**Work to be completed:**
Reproduce everything from the line that contains "search: golden dry vegetation" down to the line that contains "(0, 0), (1280, 720)", including both of those lines, and omit the pictures from your answer.

**Stored rows:**
***

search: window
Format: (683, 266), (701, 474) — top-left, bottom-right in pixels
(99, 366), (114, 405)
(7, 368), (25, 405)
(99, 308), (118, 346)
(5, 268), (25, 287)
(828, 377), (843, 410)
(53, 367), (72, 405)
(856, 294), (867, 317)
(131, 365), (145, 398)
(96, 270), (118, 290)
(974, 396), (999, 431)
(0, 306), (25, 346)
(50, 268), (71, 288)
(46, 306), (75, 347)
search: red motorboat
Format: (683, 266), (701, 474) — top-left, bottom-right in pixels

***

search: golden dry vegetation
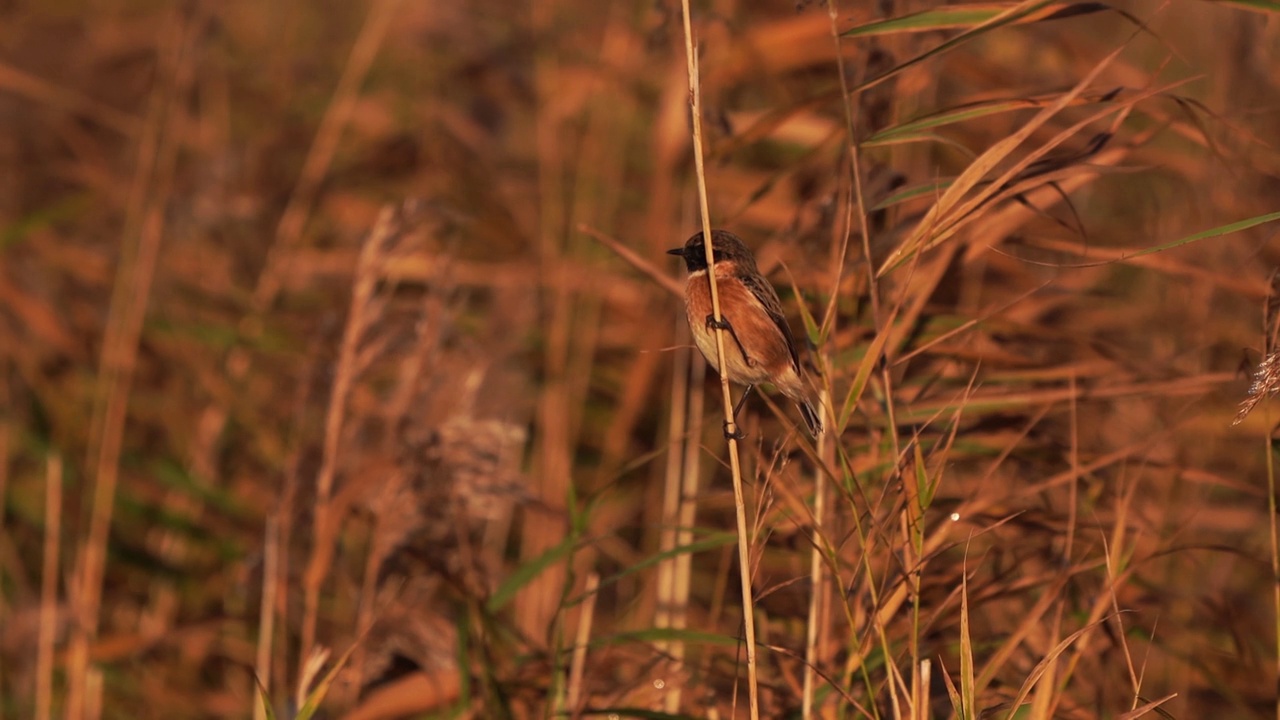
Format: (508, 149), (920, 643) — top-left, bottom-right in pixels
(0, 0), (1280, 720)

***

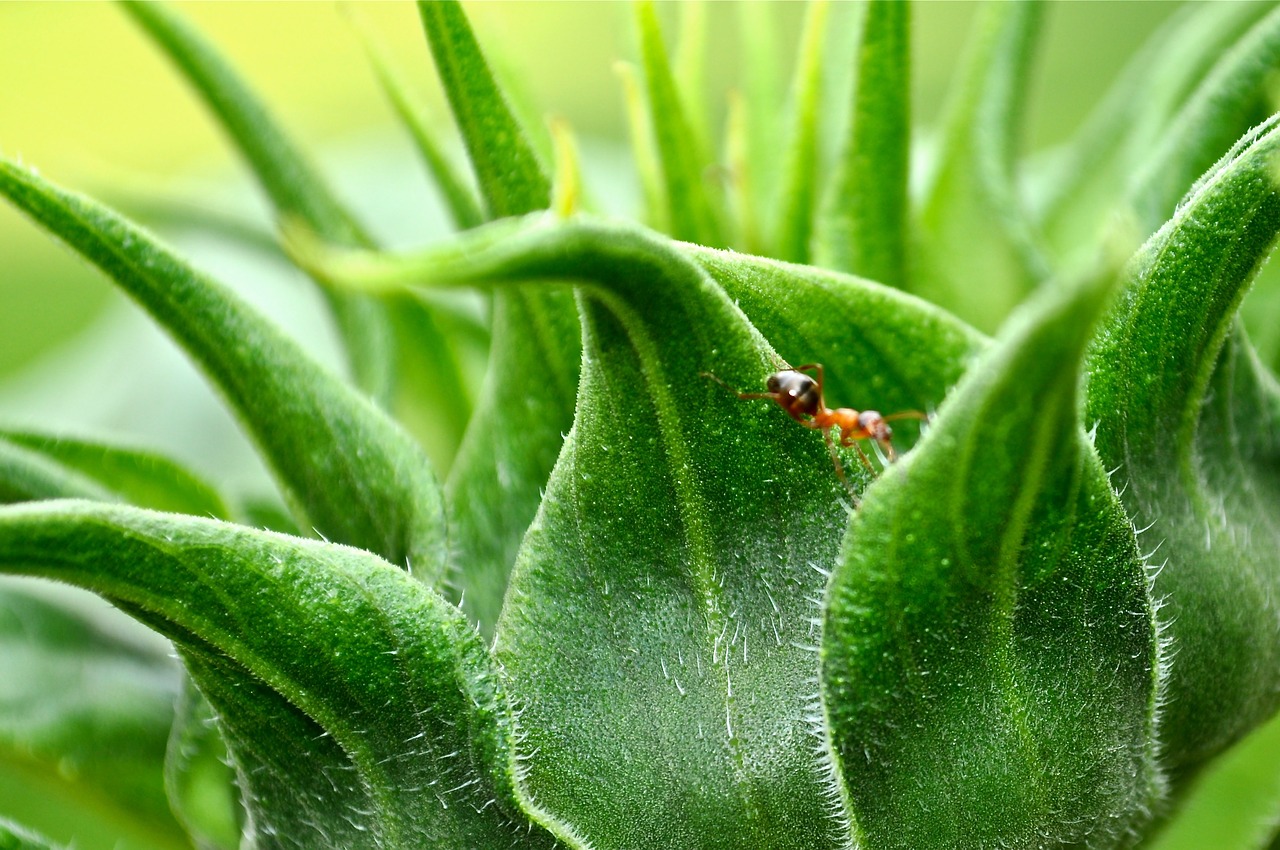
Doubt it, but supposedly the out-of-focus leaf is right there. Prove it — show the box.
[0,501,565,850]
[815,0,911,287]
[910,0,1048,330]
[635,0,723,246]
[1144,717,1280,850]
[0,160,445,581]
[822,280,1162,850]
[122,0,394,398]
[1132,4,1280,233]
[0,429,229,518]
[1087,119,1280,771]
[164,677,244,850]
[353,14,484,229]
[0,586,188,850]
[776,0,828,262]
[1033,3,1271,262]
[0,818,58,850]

***

**Solved problem:**
search: golden dry vegetation
Format: (508, 149), (920, 643) — top-left, bottom-right in pixels
(0, 0), (1280, 720)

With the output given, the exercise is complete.